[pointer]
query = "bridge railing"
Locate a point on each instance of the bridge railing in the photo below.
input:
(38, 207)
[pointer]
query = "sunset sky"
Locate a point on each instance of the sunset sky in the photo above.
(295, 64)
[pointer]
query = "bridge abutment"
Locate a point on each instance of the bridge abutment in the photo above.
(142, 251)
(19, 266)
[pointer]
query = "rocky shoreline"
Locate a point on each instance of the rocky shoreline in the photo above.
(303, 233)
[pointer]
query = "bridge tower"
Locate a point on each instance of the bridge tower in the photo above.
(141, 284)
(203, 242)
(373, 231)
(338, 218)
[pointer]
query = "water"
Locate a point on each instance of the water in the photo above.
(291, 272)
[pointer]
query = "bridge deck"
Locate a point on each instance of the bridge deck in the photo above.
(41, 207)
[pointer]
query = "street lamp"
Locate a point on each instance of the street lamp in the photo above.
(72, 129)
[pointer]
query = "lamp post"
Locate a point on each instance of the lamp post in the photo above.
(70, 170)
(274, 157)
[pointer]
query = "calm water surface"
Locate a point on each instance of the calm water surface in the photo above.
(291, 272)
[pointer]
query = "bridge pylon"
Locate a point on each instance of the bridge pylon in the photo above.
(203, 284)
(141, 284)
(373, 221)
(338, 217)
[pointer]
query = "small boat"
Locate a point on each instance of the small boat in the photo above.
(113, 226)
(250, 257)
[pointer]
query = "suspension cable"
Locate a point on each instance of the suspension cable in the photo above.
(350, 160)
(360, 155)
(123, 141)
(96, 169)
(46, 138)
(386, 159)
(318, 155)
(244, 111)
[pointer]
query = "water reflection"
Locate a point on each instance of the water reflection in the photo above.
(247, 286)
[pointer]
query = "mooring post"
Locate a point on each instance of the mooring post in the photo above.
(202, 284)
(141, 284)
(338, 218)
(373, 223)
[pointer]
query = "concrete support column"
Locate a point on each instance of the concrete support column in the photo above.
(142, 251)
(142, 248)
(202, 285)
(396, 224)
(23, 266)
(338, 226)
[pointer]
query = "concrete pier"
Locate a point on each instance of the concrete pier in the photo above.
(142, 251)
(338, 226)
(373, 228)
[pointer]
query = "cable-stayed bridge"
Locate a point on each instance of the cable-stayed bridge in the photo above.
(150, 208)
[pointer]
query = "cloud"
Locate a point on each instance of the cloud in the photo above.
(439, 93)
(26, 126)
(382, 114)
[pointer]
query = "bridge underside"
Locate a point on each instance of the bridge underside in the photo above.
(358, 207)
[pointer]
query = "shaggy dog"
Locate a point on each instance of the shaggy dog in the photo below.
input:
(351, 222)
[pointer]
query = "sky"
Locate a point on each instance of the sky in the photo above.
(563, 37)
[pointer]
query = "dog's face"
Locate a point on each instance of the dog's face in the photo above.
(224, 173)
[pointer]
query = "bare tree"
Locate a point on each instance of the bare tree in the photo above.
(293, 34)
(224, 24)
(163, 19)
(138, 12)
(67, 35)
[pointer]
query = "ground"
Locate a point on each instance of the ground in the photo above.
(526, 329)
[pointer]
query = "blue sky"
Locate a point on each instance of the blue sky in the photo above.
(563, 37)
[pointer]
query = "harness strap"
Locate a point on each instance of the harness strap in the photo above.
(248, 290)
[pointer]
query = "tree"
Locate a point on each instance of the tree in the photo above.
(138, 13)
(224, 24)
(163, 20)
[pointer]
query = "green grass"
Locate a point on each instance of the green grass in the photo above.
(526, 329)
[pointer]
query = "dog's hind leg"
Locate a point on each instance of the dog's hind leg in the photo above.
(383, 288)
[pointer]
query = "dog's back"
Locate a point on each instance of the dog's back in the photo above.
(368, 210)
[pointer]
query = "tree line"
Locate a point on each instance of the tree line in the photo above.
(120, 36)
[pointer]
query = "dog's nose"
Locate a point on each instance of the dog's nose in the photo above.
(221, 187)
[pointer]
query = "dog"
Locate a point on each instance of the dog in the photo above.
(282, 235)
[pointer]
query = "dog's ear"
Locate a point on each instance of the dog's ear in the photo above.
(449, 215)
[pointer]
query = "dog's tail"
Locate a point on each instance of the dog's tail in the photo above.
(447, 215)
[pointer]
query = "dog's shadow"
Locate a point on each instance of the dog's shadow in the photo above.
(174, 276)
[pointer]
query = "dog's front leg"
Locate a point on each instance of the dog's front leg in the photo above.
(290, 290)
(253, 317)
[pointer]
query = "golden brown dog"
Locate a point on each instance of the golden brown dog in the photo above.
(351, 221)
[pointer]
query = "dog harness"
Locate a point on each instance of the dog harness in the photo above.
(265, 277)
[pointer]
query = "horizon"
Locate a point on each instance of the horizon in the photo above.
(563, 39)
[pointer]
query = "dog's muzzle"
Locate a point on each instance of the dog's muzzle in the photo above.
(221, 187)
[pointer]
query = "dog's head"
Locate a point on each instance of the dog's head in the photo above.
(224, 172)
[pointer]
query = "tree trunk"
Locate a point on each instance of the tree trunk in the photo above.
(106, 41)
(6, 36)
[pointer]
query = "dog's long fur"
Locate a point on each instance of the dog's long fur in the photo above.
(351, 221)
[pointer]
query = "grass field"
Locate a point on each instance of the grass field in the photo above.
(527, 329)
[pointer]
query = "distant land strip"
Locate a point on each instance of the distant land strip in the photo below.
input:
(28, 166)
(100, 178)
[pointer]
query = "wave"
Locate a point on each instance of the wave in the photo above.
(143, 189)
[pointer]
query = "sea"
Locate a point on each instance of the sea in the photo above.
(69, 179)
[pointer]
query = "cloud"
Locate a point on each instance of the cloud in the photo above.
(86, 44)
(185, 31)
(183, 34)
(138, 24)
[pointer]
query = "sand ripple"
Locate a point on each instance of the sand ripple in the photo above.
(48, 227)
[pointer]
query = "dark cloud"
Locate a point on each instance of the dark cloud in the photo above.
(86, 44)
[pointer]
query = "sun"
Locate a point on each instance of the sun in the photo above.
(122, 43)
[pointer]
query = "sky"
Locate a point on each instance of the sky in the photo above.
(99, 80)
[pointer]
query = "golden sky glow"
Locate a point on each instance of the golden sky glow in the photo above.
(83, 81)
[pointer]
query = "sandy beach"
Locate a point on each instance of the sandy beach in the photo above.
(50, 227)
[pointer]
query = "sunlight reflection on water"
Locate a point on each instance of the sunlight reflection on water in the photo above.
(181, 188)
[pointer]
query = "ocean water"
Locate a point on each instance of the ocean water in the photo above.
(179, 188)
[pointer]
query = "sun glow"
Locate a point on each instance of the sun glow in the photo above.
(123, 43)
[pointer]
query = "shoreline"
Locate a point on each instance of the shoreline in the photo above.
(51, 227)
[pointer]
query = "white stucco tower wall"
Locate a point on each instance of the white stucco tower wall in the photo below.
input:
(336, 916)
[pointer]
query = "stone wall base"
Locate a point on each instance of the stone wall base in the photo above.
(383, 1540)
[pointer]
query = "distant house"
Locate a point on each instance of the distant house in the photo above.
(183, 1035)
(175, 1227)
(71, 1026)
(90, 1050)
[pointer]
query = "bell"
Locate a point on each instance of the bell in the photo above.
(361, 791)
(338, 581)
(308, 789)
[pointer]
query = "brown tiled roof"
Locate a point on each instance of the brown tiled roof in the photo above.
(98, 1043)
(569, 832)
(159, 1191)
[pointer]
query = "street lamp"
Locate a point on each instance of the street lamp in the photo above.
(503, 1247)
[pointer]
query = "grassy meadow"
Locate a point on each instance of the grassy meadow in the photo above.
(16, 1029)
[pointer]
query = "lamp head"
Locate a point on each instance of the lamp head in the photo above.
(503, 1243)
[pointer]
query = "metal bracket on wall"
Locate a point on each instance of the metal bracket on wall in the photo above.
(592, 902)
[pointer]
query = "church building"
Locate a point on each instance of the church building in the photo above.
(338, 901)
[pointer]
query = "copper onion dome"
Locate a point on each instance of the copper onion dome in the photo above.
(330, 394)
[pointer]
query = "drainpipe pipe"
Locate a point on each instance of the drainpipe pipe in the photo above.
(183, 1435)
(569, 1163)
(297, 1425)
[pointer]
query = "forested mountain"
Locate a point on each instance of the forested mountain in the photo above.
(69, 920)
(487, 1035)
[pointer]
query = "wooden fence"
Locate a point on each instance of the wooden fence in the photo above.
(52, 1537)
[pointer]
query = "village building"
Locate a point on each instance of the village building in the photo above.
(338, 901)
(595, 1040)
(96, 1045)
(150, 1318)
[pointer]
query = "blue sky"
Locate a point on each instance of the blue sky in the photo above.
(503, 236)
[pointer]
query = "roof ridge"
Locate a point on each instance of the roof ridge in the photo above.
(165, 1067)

**To be done**
How many lines in the rows above contain the word "head"? Reply with the number alone.

**Result for this task**
4